## DIRECTION A
In the listing, starting at the line containing "Isolate black rubber" and ending at the line containing "[[139, 139, 166, 178]]", swap "rubber" for "steel" and reproduce those lines with nothing else altered.

## EXTRACT TO READ
254 IN PTR 254.0.0.10.dyn.example.com.
255 IN PTR 255.0.0.10.dyn.example.com.
The dynamic identifier MUST be presented as the identifier nearest
the sub domain or domain name where used.
4.3. Unassigned Address Ranges
Unassigned address ranges are where the address range is allocated to
an organisation and the addresses have no hosts using them, nor are
any hosts expected to use them in the immediate future.
Note: Ranges configured for hosts but as yet with no hosts connected
MUST NOT be considered 'Unassigned'.
Unassigned ranges MUST be configured for DNS by EITHER having no PTR
records for the range OR by using the keyword 'unassigned' in host
names specified in the IN-ADDR.ARPA. domain. For example:
$ORIGIN 0.0.10.IN-ADDR.ARPA.
0 IN PTR 0.0.0.10.unassigned.example.com.
1 IN PTR 1.0.0.10.unassigned.example.com.
.
.
254 IN PTR 254.0.0.10.unassigned.example.com.
255 IN PTR 255.0.0.10.unassigned.example.com.

## DATA IN THIS EXERCISE

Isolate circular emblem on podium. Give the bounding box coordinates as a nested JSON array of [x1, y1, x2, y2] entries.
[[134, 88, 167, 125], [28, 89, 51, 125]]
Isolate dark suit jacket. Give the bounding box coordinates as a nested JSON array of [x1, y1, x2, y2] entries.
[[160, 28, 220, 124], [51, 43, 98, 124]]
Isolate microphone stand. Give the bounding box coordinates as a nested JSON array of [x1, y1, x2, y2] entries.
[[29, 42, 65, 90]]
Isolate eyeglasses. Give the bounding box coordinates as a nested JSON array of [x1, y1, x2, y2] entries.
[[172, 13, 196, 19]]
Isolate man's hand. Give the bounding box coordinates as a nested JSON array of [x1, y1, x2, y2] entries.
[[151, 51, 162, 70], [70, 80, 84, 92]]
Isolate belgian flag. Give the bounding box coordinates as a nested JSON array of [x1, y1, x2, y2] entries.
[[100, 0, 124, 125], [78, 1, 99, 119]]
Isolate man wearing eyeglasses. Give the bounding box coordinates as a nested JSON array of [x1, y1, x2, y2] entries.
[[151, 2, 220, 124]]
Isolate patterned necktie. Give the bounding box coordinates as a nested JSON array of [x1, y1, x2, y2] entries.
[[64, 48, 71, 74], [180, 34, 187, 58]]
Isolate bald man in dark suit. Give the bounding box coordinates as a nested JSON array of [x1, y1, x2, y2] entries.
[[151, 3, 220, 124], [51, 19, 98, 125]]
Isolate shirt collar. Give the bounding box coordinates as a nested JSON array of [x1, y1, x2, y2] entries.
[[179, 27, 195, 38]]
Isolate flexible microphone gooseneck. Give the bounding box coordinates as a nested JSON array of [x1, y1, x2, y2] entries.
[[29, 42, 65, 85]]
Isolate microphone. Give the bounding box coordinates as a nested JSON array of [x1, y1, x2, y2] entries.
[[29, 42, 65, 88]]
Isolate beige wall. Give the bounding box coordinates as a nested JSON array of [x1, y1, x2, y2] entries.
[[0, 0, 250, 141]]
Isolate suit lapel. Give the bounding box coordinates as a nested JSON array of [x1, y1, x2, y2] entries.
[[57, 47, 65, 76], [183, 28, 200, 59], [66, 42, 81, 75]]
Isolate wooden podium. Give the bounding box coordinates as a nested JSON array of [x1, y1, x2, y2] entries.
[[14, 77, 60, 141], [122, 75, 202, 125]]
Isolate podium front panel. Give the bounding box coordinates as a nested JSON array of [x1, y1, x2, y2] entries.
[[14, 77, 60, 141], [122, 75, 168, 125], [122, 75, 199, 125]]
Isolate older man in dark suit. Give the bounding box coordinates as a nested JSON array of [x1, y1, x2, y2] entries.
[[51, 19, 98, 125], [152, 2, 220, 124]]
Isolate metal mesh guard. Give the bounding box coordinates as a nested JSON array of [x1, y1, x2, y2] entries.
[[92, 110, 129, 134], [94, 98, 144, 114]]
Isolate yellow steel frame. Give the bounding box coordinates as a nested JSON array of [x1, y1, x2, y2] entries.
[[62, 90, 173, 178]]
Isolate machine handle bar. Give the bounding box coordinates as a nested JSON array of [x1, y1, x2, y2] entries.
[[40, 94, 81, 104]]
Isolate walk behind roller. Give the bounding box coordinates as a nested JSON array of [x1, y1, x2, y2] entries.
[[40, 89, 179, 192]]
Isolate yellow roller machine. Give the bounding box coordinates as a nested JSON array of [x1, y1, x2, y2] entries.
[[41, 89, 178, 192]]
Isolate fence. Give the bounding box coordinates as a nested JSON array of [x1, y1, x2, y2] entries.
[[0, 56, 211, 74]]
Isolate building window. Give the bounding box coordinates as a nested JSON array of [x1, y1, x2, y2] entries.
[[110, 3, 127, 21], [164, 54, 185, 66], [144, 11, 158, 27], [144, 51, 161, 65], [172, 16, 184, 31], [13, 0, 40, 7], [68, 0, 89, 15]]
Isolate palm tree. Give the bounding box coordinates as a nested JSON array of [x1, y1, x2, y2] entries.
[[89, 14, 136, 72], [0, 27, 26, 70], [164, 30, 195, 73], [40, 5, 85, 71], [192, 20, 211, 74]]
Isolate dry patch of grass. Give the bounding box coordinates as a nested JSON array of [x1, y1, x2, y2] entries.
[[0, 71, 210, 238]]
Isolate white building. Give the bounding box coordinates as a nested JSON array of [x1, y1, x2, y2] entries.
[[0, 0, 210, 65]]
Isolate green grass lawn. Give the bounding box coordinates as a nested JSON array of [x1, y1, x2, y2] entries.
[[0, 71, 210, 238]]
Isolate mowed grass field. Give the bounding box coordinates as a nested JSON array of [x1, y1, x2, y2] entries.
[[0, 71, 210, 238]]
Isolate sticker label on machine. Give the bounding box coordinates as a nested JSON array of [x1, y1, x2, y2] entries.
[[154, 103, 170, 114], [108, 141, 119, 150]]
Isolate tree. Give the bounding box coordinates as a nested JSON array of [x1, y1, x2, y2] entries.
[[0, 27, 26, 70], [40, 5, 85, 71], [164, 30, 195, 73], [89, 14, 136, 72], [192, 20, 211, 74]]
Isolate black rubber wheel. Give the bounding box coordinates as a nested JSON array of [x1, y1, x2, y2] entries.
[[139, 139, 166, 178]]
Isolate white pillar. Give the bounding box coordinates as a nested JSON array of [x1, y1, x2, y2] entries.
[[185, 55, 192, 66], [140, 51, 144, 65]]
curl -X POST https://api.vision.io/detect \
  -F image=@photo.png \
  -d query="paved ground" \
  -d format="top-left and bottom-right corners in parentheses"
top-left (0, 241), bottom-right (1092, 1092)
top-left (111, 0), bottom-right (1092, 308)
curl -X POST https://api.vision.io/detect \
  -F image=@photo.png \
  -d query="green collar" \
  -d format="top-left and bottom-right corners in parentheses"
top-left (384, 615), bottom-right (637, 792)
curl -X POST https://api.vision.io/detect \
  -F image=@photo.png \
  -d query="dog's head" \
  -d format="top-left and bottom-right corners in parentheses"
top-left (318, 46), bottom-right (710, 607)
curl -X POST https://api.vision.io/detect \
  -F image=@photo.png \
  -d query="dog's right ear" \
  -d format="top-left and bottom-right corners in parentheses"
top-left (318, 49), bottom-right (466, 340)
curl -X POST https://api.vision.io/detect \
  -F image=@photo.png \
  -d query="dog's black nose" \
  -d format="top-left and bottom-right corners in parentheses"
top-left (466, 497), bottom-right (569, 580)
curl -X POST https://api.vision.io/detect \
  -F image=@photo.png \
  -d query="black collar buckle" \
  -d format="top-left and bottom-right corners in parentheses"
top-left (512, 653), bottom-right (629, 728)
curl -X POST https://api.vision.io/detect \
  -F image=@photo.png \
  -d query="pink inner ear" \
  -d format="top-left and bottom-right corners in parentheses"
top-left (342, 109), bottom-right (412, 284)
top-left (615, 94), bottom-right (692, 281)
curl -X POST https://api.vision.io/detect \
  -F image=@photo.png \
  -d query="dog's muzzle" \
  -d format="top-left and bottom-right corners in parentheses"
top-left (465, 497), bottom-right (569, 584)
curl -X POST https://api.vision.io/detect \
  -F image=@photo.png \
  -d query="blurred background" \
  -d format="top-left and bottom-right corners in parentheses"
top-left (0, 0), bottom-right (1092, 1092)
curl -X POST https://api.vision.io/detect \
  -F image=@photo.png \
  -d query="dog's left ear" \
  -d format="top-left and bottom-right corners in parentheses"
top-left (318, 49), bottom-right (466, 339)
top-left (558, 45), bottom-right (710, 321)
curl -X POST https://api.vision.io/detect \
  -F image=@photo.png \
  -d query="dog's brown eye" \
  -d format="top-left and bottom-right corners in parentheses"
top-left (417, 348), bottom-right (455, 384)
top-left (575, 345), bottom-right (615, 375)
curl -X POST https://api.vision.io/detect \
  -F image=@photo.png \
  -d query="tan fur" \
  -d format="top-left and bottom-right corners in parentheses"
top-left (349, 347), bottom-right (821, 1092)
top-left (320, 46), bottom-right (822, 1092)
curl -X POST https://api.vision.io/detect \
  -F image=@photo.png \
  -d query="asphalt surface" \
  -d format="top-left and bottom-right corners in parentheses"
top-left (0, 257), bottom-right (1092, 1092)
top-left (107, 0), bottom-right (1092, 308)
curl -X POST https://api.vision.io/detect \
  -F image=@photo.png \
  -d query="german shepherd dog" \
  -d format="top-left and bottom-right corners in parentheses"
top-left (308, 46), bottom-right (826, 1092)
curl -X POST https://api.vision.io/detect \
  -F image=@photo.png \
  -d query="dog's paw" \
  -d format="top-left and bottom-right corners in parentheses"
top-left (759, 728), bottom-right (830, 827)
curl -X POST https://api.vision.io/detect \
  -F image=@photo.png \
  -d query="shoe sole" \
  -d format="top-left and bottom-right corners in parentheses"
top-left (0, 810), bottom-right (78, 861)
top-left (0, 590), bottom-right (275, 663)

## DIRECTION B
In the text on unassigned address ranges, which keyword may appear in host names in the IN-ADDR.ARPA. domain to configure unassigned ranges for DNS?

## TASK OUTPUT A
Isolate black steel wheel. Give the bounding box coordinates as a nested JSON array of [x1, y1, x2, y2] entries.
[[139, 139, 166, 178]]

## TASK OUTPUT B
The keyword 'unassigned'.